Your objective: Please set down only the lines that run from the one containing "# point at: the white long-sleeve" to the end of the listing below, exactly as written.
>>>>>
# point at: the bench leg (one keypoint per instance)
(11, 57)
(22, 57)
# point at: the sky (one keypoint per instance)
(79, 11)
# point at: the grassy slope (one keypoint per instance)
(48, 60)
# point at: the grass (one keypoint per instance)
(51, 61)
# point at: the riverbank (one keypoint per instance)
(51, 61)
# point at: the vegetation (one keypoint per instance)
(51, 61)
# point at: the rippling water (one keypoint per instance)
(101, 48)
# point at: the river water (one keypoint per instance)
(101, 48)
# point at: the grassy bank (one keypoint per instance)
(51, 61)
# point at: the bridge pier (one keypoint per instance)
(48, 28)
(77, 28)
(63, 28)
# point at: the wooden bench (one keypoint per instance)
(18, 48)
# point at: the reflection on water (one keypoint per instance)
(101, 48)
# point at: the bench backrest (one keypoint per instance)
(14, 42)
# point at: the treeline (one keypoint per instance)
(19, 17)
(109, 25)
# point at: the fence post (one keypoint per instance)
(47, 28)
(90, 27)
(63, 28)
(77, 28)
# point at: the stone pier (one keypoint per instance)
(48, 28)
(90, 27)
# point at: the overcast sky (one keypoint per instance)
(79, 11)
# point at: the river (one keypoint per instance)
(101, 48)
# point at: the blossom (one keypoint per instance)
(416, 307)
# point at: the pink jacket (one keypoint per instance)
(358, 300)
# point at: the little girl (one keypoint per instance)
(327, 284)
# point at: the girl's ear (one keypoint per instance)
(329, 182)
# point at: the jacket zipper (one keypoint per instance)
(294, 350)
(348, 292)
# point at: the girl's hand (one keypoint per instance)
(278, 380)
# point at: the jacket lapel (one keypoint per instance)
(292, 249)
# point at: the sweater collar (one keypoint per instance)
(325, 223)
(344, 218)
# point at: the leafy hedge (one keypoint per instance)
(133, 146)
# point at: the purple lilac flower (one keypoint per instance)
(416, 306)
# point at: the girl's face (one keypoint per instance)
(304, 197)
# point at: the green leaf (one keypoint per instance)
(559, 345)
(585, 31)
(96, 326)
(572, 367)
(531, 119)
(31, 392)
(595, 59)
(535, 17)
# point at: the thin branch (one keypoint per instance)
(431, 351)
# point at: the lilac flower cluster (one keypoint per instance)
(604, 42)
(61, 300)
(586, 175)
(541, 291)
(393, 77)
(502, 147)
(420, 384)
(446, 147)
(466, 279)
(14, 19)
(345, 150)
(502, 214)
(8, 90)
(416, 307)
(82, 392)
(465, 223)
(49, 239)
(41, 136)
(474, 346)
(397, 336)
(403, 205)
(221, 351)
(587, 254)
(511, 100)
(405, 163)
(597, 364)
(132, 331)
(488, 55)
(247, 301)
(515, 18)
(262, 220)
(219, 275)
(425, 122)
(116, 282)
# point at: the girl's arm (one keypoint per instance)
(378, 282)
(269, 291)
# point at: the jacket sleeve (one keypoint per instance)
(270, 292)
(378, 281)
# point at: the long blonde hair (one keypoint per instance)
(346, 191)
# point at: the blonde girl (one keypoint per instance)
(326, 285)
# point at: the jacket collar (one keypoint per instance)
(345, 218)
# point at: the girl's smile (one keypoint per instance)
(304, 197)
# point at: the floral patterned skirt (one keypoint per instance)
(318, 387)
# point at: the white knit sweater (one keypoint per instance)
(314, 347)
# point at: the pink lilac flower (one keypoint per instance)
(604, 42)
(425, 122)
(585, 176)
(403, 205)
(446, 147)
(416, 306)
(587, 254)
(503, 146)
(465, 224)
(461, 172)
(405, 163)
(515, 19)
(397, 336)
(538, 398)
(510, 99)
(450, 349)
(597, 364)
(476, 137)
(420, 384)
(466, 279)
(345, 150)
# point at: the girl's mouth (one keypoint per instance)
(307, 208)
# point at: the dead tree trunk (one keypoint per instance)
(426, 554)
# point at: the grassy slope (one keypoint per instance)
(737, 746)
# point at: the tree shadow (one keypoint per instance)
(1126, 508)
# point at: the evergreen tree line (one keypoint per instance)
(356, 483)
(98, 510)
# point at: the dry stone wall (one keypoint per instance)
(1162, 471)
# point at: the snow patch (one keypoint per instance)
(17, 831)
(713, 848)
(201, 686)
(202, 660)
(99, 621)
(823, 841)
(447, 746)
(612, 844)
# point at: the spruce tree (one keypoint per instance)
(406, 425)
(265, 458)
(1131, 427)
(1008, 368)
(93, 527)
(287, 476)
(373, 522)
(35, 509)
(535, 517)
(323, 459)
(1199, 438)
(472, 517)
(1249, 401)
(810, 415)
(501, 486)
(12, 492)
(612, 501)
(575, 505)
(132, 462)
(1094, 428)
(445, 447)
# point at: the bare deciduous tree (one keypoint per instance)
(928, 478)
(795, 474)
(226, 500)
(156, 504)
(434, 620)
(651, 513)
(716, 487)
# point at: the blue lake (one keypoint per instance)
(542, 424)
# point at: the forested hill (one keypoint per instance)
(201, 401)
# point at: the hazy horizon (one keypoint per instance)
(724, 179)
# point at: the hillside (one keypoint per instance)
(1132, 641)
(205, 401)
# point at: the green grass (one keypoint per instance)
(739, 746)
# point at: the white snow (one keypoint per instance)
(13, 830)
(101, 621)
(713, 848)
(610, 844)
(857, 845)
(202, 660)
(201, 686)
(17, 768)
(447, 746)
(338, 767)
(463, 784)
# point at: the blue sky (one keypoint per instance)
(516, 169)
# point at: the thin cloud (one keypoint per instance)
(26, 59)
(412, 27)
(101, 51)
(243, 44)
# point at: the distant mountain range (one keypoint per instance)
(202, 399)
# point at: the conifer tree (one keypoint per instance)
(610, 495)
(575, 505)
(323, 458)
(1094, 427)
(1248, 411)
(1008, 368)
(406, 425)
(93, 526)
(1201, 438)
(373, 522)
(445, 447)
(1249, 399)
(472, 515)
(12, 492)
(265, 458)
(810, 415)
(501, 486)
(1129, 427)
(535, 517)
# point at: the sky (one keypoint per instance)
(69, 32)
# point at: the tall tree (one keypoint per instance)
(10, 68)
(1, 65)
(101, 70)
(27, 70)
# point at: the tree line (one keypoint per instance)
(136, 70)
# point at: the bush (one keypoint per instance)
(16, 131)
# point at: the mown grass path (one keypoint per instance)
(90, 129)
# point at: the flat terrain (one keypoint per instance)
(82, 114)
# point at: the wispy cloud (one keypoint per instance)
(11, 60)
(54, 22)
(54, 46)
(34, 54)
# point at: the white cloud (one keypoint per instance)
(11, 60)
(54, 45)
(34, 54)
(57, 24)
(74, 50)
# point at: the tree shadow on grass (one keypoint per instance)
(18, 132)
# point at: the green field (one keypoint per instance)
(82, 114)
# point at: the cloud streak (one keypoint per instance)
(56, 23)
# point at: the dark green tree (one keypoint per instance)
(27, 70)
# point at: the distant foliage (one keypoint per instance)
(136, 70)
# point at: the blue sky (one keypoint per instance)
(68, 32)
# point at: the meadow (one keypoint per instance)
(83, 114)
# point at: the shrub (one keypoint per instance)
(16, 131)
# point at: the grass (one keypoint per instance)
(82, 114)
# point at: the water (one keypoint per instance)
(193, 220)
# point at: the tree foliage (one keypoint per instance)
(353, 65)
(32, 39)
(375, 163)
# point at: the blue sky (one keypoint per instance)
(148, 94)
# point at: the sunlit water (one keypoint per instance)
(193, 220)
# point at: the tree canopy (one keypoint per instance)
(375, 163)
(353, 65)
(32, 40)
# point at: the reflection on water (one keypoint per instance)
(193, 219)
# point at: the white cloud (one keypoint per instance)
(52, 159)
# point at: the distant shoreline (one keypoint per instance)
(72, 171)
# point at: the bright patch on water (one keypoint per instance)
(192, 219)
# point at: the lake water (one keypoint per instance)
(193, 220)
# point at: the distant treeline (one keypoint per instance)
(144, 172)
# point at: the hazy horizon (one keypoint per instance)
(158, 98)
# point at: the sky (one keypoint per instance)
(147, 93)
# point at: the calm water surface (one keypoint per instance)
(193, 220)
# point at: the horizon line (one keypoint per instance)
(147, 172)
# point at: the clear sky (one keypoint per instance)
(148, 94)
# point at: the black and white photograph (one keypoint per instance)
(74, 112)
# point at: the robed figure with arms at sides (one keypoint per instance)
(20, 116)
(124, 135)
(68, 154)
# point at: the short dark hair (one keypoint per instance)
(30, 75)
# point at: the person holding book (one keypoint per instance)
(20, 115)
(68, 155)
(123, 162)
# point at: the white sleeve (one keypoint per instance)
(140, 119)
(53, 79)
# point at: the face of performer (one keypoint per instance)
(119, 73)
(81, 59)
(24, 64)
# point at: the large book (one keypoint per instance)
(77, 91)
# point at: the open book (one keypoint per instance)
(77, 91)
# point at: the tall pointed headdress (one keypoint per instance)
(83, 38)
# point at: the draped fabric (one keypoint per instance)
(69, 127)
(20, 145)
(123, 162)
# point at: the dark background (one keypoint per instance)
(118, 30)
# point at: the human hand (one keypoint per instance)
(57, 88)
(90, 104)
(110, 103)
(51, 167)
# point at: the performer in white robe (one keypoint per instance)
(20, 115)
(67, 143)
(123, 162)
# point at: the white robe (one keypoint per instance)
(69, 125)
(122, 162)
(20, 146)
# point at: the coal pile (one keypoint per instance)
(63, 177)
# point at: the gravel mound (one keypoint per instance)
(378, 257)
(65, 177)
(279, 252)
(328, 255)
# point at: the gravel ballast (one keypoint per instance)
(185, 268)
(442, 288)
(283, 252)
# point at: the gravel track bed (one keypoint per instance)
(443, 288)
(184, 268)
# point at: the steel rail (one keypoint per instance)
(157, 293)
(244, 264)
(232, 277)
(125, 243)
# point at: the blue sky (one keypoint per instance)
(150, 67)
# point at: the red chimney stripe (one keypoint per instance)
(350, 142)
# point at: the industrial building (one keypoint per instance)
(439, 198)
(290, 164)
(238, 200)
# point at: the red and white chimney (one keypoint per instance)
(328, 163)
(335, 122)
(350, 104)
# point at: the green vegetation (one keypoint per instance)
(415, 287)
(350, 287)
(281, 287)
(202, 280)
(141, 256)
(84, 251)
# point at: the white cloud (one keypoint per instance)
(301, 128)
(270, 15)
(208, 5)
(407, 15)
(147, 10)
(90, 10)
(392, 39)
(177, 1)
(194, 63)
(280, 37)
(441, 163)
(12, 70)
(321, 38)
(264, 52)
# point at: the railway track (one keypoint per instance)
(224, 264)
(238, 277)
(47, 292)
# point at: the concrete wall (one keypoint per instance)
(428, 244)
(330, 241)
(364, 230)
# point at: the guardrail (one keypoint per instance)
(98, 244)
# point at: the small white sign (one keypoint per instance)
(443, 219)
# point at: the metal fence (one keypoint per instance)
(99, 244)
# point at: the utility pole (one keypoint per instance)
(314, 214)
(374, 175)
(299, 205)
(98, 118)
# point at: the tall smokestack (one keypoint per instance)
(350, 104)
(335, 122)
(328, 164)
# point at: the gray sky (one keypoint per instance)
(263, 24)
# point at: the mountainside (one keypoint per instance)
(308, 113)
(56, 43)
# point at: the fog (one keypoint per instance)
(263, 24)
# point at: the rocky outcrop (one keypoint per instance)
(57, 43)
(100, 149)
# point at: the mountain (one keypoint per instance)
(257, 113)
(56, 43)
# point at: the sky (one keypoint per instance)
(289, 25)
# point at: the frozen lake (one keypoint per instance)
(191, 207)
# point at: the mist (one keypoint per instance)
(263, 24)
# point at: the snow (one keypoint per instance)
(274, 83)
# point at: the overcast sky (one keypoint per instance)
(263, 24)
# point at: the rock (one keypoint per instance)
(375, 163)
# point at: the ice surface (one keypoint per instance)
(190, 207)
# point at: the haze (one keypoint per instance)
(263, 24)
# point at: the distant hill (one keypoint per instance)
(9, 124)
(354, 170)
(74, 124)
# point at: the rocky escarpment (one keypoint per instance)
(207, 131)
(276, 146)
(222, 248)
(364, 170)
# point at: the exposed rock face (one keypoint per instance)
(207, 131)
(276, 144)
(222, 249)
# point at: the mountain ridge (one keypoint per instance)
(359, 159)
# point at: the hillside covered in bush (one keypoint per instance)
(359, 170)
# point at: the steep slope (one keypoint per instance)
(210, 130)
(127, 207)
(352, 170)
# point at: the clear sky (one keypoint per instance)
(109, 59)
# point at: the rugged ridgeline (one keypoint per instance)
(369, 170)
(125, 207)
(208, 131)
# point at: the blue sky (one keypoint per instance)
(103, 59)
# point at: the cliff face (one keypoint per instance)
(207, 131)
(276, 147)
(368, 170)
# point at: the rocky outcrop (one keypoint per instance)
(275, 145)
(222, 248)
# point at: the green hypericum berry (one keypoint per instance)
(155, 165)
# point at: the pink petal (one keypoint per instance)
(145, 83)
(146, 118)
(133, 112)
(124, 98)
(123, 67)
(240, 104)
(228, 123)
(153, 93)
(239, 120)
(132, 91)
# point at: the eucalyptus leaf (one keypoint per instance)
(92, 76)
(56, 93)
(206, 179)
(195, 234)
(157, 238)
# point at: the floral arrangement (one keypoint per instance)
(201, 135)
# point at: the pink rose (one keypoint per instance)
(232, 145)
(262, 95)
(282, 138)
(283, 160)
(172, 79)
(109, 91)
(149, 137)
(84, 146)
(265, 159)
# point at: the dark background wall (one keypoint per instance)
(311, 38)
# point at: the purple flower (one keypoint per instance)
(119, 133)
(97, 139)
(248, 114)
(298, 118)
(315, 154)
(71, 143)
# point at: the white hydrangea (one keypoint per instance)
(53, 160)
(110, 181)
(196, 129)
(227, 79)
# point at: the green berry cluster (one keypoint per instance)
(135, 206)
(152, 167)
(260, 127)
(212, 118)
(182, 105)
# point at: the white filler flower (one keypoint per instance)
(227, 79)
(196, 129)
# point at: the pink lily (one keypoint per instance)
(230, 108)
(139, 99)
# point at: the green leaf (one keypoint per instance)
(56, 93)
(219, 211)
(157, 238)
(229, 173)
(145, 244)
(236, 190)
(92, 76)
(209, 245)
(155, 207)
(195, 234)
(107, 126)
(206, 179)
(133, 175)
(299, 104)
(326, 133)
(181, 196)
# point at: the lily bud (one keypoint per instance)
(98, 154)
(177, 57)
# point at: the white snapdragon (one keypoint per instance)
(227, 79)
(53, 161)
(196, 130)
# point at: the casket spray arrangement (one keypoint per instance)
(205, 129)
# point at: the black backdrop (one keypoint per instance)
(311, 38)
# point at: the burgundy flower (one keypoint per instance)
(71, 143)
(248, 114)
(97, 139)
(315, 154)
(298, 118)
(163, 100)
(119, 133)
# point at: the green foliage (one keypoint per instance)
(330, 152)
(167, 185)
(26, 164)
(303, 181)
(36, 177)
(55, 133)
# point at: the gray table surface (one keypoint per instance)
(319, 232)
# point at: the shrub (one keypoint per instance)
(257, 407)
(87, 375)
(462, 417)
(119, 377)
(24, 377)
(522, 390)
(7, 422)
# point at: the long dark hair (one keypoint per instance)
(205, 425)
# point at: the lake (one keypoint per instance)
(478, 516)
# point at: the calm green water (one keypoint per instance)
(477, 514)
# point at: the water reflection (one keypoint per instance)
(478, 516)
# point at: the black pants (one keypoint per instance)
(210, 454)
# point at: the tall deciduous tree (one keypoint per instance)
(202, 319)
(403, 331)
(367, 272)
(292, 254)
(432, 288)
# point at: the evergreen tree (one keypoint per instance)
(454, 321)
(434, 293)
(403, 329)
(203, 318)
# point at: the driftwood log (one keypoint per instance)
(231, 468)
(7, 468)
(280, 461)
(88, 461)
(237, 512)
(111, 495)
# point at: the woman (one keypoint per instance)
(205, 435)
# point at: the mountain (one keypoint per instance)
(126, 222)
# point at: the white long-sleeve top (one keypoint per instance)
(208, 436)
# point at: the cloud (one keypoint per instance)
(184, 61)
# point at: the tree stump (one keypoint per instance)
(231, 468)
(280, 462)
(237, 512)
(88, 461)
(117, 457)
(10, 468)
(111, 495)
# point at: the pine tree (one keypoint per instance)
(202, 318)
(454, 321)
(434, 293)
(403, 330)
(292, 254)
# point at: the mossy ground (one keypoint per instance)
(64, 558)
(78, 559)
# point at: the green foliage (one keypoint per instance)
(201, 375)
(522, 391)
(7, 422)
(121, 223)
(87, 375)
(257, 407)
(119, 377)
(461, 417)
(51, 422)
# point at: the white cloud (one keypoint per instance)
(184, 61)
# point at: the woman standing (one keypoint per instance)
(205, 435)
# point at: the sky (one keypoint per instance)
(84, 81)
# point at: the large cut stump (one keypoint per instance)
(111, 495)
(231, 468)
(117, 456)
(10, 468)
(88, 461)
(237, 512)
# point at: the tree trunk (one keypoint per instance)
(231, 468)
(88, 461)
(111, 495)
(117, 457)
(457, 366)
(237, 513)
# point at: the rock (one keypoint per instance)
<<<<<
Solution:
# point at: the white long-sleeve top (one keypoint per instance)
(208, 436)
# point at: the cloud (one keypoint per instance)
(184, 61)
# point at: the tree stump (one keypoint per instance)
(231, 468)
(280, 462)
(237, 512)
(88, 461)
(117, 457)
(10, 468)
(111, 495)
# point at: the pine tree (one keypoint per instance)
(202, 318)
(454, 321)
(434, 293)
(403, 330)
(292, 254)
# point at: the mossy ground (one keypoint per instance)
(64, 558)
(78, 559)
# point at: the green foliage (one keypoint per instance)
(201, 375)
(522, 391)
(7, 422)
(121, 223)
(87, 375)
(257, 407)
(119, 377)
(461, 417)
(51, 422)
# point at: the white cloud (one keypoint per instance)
(184, 61)
# point at: the woman standing (one keypoint per instance)
(205, 435)
# point at: the sky (one keypoint per instance)
(84, 81)
# point at: the large cut stump (one keypoint per instance)
(111, 495)
(231, 468)
(117, 456)
(10, 468)
(88, 461)
(237, 512)
# point at: the tree trunk (one keypoint per instance)
(231, 468)
(88, 461)
(111, 495)
(117, 457)
(457, 366)
(237, 513)
# point at: the rock (one keypoint per instance)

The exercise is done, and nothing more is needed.